**About this exercise**
Your answer is the lines from the one that has "the white wind" through the last line of the records below, retyped exactly and alone.

• • • • •

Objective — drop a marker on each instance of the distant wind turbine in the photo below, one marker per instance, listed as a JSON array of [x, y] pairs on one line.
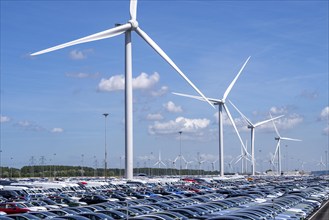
[[127, 28], [252, 127], [159, 162], [221, 104], [278, 148], [321, 164], [243, 157], [213, 165]]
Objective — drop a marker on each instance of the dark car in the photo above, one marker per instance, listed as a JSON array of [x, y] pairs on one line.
[[114, 214], [43, 215], [93, 199], [13, 208], [95, 216], [23, 216]]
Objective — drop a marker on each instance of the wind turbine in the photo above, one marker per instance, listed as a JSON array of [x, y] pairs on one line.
[[278, 148], [229, 164], [213, 165], [252, 127], [321, 164], [243, 157], [159, 162], [127, 28], [221, 104]]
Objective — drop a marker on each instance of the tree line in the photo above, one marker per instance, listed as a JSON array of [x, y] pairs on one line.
[[52, 171]]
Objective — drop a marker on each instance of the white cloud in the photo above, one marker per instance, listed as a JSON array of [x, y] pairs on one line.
[[114, 83], [78, 55], [324, 115], [4, 119], [29, 126], [278, 110], [286, 122], [57, 130], [171, 107], [83, 75], [239, 122], [160, 92], [311, 95], [191, 126], [143, 81], [326, 131], [154, 117]]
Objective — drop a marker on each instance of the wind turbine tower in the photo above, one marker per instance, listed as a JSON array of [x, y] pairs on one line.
[[221, 105], [278, 147], [126, 29], [252, 128]]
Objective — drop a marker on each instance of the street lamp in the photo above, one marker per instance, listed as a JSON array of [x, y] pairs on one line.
[[82, 170], [54, 169], [180, 152], [105, 152], [11, 169]]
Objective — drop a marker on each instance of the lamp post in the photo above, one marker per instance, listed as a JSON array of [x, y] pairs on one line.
[[54, 169], [105, 152], [11, 168], [180, 153], [326, 152], [82, 161]]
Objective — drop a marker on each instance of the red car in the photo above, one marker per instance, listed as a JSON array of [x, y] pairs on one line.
[[13, 208]]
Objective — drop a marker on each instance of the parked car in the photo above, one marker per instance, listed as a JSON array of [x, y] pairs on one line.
[[13, 208]]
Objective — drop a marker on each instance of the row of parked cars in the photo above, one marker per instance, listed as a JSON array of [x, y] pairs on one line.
[[188, 198]]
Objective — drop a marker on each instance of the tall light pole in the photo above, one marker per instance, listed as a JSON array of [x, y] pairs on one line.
[[11, 169], [82, 170], [326, 152], [54, 169], [105, 152], [180, 152], [287, 161]]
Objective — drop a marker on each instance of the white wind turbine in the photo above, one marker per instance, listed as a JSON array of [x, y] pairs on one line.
[[221, 104], [243, 157], [213, 165], [252, 127], [159, 162], [127, 28], [321, 164], [230, 167], [278, 148]]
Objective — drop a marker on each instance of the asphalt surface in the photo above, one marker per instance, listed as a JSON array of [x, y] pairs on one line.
[[322, 213]]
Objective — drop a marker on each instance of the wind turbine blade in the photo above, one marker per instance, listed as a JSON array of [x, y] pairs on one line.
[[133, 9], [234, 80], [290, 139], [239, 158], [197, 97], [143, 35], [236, 130], [276, 130], [271, 119], [242, 115], [94, 37]]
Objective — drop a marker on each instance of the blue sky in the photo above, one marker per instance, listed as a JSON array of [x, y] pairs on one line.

• • • • •

**Solution**
Objective — drop a marker on each instance of the white wind turbine in the photo above, one marker per instance, listed as a JSON array of [x, y] pairs on one line.
[[221, 104], [243, 157], [213, 165], [252, 127], [159, 162], [127, 28], [321, 164], [230, 167], [278, 148]]
Objective — drop a marker on each instance of the asphalt surface in the photo above, one marker per instance, listed as a JSON array of [x, y] pairs on one line.
[[322, 213]]
Objective — drop a marker on each instance of the wind turbine blade in the photo above, one marker per instance, listed as a JSON array of [x, y] pairs on one line.
[[133, 9], [234, 80], [290, 139], [239, 158], [197, 97], [143, 35], [236, 130], [276, 130], [271, 119], [242, 115], [94, 37]]
Objective — drop a marker on each instance of the blue sky in the photo above, one marker per instance, listed as a JSON array of [x, y] pairs on one line.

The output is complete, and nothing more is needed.